# Supplied text
Skip to Content
DocsMigrationsFrom the OpenAI SDK

Migrating from the raw OpenAI SDK

If you’ve been driving the agent loop yourself with openai.AsyncOpenAI, this is the path of least resistance to a production framework. The framework owns the loop + tool dispatch + retries + memory; you keep your tools and your prompts.

The agent loop you’re probably running

# Hand-rolled from openai import AsyncOpenAI client = AsyncOpenAI() tools = [ {"type": "function", "function": {"name": "get_weather", "parameters": {...}, "description": "..."}}, ] messages = [ {"role": "system", "content": "You are helpful."}, {"role": "user", "content": "Weather in Tokyo?"}, ] while True: resp = await client.chat.completions.create( model="gpt-4.1-mini", messages=messages, tools=tools ) msg = resp.choices[0].message messages.append(msg.model_dump()) if not msg.tool_calls: break for tc in msg.tool_calls: result = await dispatch_tool(tc.function.name, tc.function.arguments) messages.append({ "role": "tool", "tool_call_id": tc.id, "content": result, }) print(messages[-1]["content"])

What this skeleton is missing for production:

  • No retries on transient 5xx / 429s.
  • No structured output validation.
  • No multi-tenant isolation.
  • No conversation continuity (each request rebuilds state).
  • No telemetry / audit / budget.
  • No parallel tool dispatch.
  • No backpressure-aware streaming.

The same thing on Loom

import asyncio from loomflow import Agent, tool @tool async def get_weather(city: str) -> str: """Look up weather for a city.""" return await my_weather_api(city) async def main(): agent = Agent( "You are helpful.", model="gpt-4.1-mini", tools=[get_weather], ) result = await agent.run("Weather in Tokyo?") print(result.output) asyncio.run(main())

Eight lines. Retries, parallel tool dispatch, cancellation, streaming, and the integration points (audit, telemetry, budget, permissions, hooks) are all there waiting for you to wire them up.

Translating common patterns

Tool definitions

# Raw SDK — JSON schema by hand tools = [{ "type": "function", "function": { "name": "get_weather", "description": "Get the weather for a city.", "parameters": { "type": "object", "properties": {"city": {"type": "string"}}, "required": ["city"], }, }, }]
# Loom — schema derived from type hints + docstring from loomflow import tool @tool async def get_weather(city: str) -> str: """Get the weather for a city.""" return await my_weather_api(city)

Multi-turn conversation

# Raw SDK — you maintain the message history yourself state = {"alice": [], "bob": []} async def respond(user_id: str, prompt: str) -> str: state[user_id].append({"role": "user", "content": prompt}) resp = await client.chat.completions.create( model="gpt-4.1-mini", messages=state[user_id] ) state[user_id].append(resp.choices[0].message.model_dump()) return resp.choices[0].message.content
# Loom — session_id rehydrates, user_id partitions agent = Agent("...", model="gpt-4.1-mini") async def respond(user_id: str, prompt: str) -> str: r = await agent.run( prompt, user_id=user_id, session_id=f"chat-{user_id}" ) return r.output

Structured output

# Raw SDK — response_format + manual parsing from pydantic import BaseModel class Invoice(BaseModel): amount_cents: int vendor: str resp = await client.chat.completions.create( model="gpt-4.1-mini", messages=[...], response_format={"type": "json_schema", "json_schema": { "name": "Invoice", "schema": Invoice.model_json_schema(), "strict": True, }}, ) invoice = Invoice.model_validate_json(resp.choices[0].message.content)

# Extracted information
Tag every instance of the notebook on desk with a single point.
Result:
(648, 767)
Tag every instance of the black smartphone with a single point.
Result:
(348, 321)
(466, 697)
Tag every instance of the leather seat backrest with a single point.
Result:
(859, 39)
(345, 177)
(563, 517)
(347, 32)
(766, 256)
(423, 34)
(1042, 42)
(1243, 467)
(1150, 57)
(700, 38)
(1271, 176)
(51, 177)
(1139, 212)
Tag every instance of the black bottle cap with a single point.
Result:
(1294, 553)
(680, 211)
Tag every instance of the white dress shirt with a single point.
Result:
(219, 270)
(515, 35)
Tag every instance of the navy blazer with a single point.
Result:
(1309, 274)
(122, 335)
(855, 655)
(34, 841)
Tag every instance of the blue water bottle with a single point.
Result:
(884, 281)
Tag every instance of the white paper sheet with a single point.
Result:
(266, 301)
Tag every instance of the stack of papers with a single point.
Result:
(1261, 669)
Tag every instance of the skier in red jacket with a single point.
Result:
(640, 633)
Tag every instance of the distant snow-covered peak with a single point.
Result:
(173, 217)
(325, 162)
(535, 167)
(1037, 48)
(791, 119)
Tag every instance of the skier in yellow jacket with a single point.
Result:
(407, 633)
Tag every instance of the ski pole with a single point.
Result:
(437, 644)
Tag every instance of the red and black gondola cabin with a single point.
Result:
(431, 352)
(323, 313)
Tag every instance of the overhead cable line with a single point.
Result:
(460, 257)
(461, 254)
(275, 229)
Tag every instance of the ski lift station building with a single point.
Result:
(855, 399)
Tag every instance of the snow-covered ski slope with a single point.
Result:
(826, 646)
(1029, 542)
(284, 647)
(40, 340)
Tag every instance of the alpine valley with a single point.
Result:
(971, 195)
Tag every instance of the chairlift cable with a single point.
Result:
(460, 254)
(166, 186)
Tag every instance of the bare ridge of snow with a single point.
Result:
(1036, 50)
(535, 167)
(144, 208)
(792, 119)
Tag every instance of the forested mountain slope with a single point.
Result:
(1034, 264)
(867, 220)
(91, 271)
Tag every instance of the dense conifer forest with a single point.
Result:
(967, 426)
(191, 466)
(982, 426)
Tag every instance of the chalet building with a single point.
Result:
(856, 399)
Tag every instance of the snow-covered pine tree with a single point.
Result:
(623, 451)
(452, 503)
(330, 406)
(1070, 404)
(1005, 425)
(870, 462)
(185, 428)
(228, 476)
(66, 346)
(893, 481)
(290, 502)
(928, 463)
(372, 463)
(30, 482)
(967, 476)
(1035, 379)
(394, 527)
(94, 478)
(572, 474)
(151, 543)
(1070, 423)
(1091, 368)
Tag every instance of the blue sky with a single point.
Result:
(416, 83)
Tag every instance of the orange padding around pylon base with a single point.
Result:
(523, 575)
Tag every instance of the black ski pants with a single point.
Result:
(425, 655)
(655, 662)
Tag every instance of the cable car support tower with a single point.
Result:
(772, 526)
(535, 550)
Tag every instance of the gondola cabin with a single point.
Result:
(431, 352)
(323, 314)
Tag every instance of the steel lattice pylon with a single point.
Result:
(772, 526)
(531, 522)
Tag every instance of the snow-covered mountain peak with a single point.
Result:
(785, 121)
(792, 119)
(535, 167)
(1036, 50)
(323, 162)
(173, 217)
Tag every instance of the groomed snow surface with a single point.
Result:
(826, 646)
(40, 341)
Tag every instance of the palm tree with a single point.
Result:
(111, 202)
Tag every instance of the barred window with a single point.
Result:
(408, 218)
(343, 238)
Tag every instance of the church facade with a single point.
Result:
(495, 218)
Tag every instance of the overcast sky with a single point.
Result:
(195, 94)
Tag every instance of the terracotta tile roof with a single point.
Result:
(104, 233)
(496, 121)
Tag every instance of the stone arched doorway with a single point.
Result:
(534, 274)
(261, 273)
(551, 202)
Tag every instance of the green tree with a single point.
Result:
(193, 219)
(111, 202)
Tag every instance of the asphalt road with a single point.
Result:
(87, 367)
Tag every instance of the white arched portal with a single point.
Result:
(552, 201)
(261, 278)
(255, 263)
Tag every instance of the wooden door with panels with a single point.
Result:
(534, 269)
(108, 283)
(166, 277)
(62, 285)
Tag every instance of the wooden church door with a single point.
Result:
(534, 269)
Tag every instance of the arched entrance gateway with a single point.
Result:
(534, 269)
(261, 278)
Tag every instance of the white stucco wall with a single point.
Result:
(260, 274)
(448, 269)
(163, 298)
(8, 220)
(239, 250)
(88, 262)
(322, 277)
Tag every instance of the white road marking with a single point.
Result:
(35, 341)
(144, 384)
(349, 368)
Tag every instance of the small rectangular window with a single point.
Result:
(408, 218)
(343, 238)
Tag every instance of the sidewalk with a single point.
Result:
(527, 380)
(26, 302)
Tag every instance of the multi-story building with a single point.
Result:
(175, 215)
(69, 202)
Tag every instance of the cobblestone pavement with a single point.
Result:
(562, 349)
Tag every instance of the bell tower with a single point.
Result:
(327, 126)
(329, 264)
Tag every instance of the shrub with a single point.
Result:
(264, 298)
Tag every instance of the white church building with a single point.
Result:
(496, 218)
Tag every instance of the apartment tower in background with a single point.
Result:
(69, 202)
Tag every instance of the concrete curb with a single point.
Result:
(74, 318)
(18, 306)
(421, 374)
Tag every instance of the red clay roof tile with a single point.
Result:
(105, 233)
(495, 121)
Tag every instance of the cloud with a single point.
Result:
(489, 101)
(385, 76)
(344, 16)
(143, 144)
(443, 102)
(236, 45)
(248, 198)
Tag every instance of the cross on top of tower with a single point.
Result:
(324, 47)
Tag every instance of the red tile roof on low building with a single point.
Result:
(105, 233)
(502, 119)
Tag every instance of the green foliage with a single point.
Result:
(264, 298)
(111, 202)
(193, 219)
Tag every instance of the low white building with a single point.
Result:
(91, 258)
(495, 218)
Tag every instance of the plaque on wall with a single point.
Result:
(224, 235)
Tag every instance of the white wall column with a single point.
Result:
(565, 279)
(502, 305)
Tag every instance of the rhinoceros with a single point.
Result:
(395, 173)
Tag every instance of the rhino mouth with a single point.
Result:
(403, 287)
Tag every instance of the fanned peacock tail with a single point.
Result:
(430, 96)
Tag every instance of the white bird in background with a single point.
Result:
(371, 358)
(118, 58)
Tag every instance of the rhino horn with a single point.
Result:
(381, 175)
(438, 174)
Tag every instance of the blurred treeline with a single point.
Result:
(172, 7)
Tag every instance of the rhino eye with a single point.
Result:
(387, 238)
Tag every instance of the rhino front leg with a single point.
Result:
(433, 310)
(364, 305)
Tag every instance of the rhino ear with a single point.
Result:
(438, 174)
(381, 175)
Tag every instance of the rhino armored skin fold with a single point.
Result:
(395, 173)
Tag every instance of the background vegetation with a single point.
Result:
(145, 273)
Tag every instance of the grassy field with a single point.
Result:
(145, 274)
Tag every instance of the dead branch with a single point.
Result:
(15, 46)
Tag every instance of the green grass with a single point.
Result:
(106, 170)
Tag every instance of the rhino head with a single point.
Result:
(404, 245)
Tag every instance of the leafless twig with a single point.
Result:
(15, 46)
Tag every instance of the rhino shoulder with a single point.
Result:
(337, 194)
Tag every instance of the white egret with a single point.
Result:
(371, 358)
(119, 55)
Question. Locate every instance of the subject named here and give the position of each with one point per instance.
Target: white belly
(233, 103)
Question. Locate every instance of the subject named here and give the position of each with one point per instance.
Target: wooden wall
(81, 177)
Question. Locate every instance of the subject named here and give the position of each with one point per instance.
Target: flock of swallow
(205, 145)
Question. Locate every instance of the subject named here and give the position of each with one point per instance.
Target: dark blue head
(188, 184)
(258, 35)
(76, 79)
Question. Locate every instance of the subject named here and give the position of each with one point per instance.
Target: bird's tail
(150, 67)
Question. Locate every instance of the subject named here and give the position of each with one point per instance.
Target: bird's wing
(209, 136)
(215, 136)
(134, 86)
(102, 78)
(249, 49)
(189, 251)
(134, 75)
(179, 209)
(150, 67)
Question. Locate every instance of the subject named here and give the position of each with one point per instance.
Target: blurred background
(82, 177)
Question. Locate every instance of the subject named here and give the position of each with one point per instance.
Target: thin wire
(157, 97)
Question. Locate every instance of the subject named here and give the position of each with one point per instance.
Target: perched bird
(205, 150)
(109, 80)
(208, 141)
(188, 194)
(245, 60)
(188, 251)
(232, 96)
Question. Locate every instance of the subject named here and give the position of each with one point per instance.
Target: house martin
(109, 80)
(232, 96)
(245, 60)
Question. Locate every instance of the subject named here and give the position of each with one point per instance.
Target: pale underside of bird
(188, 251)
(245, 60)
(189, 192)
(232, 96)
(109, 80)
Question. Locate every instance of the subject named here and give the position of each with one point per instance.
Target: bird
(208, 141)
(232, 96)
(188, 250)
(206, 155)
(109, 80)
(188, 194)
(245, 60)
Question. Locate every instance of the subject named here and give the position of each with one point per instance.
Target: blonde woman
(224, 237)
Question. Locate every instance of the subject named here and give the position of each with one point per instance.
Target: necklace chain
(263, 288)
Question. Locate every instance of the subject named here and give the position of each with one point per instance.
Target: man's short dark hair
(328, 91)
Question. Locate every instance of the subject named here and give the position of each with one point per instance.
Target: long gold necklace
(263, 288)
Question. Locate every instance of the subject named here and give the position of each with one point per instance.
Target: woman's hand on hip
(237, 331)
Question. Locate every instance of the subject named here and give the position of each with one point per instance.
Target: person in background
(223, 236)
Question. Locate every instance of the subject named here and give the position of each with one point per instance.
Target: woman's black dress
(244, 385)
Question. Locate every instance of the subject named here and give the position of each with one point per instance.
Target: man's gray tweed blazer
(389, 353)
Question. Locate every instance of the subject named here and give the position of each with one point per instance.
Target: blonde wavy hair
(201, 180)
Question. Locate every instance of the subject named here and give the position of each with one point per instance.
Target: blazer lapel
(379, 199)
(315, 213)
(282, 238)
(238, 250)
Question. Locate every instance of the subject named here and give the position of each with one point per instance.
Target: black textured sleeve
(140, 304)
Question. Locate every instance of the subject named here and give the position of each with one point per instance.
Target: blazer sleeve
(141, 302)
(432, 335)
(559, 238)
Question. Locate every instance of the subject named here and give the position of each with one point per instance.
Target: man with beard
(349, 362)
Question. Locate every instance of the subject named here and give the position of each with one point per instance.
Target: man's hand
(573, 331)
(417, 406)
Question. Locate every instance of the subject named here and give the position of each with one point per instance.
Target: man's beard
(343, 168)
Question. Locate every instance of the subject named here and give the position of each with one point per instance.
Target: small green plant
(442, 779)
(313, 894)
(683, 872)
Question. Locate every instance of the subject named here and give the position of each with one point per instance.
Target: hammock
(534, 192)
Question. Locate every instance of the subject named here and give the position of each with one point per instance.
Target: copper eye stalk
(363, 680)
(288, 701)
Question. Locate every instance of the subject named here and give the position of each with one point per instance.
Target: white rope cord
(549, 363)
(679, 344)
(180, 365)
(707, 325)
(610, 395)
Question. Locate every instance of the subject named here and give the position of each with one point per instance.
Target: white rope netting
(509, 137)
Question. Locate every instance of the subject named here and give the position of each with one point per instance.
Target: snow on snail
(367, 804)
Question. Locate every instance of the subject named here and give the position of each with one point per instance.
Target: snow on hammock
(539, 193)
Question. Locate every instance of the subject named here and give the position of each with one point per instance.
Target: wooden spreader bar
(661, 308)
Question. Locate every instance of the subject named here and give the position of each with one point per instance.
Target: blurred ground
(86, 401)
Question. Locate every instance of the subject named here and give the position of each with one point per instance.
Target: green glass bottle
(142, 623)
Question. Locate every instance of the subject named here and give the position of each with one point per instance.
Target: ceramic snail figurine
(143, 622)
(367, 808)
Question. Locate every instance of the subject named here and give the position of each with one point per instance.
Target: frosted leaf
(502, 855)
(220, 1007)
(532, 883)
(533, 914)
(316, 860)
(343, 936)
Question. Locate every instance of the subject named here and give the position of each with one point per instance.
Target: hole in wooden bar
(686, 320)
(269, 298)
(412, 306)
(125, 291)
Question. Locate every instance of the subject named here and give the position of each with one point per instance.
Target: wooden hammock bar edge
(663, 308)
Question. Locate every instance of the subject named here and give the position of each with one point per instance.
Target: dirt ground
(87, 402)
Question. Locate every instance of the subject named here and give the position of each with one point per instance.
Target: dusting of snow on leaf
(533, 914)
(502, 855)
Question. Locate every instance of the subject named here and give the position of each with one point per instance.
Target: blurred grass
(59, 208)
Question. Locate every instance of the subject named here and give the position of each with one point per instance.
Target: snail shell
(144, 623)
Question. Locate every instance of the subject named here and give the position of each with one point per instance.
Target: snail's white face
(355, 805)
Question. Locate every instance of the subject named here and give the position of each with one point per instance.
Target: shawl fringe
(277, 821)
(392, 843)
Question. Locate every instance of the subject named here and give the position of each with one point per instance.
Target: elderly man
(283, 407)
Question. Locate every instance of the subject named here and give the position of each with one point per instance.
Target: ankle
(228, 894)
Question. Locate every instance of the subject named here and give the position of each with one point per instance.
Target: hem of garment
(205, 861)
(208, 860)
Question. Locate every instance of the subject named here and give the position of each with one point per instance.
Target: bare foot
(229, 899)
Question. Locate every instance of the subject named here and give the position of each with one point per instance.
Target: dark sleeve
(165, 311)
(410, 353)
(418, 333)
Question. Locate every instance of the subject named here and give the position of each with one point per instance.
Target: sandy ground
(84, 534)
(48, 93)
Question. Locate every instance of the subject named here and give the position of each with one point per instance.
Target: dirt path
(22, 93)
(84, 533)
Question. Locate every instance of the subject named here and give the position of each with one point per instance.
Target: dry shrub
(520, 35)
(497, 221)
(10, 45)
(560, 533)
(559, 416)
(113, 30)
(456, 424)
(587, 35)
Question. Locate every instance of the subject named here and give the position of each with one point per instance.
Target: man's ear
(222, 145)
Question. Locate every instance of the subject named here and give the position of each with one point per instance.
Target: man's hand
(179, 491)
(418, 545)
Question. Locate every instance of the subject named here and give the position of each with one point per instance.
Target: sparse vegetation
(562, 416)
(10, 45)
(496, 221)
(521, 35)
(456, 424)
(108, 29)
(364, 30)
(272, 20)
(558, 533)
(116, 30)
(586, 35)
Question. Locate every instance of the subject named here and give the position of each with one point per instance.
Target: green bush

# Required work
(1) In the guide on migrating from the raw OpenAI SDK, what does Loom derive a tool's schema from?
(2) Pick up the guide on migrating from the raw OpenAI SDK to Loom where it stops, and write what follows its last line.

# Answer list
(1) From the function's type hints and docstring.

(2)
# Loom — output_schema kwarg, automatic validate-and-retry agent = Agent("...", model="gpt-4.1-mini") r = await agent.run("...", output_schema=Invoice) invoice: Invoice = r.parsed

Retries on transient failures

# Raw SDK — handle exceptions yourself import openai import asyncio async def with_retry(fn, attempts=3, base_delay=1.0): for i in range(attempts): try: return await fn() except openai.RateLimitError as e: if i == attempts - 1: raise await asyncio.sleep(base_delay * (2**i))
# Loom — happens automatically, configurable from loomflow import Agent, Tuning from loomflow.governance import RetryPolicy # Default policy is sensible (3 attempts, exp backoff, jitter, honours # Retry-After). Override only if you need something different: agent = Agent( "...", model="gpt-4.1-mini", tuning=Tuning(retry_policy=RetryPolicy.aggressive()), # or .disabled() )

Streaming

# Raw SDK async with client.chat.completions.stream( model="gpt-4.1-mini", messages=[...] ) as stream: async for event in stream: if event.type == "content.delta": print(event.delta, end="", flush=True)
# Loom — Event stream, type-safe filtering async for event in agent.stream("..."): if event.kind.value == "model_chunk": chunk = event.payload["chunk"] if chunk["text"]: print(chunk["text"], end="", flush=True)

Parallel tool calls

The raw SDK returns multiple tool_calls and you decide whether to run them in parallel. Most hand-rolled loops do them sequentially , which is wrong, just hard to notice.

# Loom — automatic parallel dispatch via anyio task groups @tool async def search_db(query: str) -> str: ... @tool async def search_docs(query: str) -> str: ... agent = Agent("...", model="gpt-4.1-mini", tools=[search_db, search_docs]) # Model emits both tool_calls; the framework runs them in parallel # under one task group, propagates cancellation correctly, and # preserves arrival order in the message log.

What you keep

  • Your prompts, your tool implementations, your data, your monitoring stack. All of it.
  • The OpenAI SDK is still the underlying transport. Loom’s OpenAIModel wraps it.
  • You can pass your own AsyncOpenAI instance if you have custom client config:
from openai import AsyncOpenAI from loomflow.model.openai import OpenAIModel from loomflow import Agent client = AsyncOpenAI(timeout=30.0, max_retries=0) agent = Agent( "...", model=OpenAIModel("gpt-4.1-mini", client=client), )

What you can drop

The agent loop. The tool dispatch. The schema-validate-and-retry glue. The “remember to namespace per user” boilerplate. The retry wrapper. Roughly 200-400 LOC of hand-rolled framework code, depending on how complete your previous loop was.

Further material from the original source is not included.